Written exercise A:
Offset every x and y coordinate in the answers of the point rows below by 31, then give all of those rows again with their requests.

Text to read:
As the people had not appeared for a single moment on the scene of public affairs for one hundred and forty years, the powerful had completely ceased to believe that they could ever do so. Seemingly unconscious, the people were assumed to be deaf, with the consequence that when interest in their condition revived, the powerful would speak of them, before them, as if they were absent. It seemed as though their only listeners were to be those placed above the people and that the only danger they faced was not to be understood by the latter.

– Alexis de Tocqueville, L'Ancien Régime et la révolution, 1856 (my translation)

It is essential to tear away political practice from a fascination with power.

– Alain Badiou, ‘Le Socialisme est-il le réel dont le communisme est l'idée?’, 2011 (my translation)

Written exercise B:
Proceed with the text on the people and power, picking up after its final line.

Dataset extract:
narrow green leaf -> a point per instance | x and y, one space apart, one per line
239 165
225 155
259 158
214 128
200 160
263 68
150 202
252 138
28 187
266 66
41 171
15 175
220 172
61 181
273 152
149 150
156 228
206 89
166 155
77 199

Written reply A:
narrow green leaf -> a point per instance | x and y, one space apart, one per line
270 196
256 186
290 189
245 159
231 191
294 99
181 233
283 169
59 218
297 97
72 202
46 206
251 203
92 212
304 183
180 181
187 259
237 120
197 186
108 230

Written reply B:
POLITICAL REPRESENTATION AND POLITICAL THOUGHT

In her excellent book on May 1968 in France, Kristin Ross (2002) argues that the importance of that particular event lies elsewhere than in the question of whether it was a ‘failed revolution’ or not. Rather, she suggests, ‘the narrative of a desired or failed seizure of power … is a narrative determined by the logic of the state, the story the state tells to itself. For the state, people in the streets are people always already failing to seize state power’ (p. 74). Focusing on the dimension of power – and thereby restricting the idea of politics to the state – has served to efface what was perhaps the predominant threat to power of that event: ‘the subjectivation enabled by the synchronization of two very different temporalities: the world of the worker and the world of the student’ (p. 74). The subjectivation produced by this transcendence of the categories of the social division of labour as well as with the identities that accompany them ‘lay in the verification of equality not as an objective of action, but as something that is part and parcel of action, something that emerges in the struggle and is lived and declared as such’ (p. 74).

Ross recounts that practices were developed that ‘demonstrated such a synchroni-zation’. Because they revealed the irrelevance of the division of labour, they formed ‘as direct an intervention into the logic and workings of capital as any seizure of the state – perhaps more so’ (p. 74).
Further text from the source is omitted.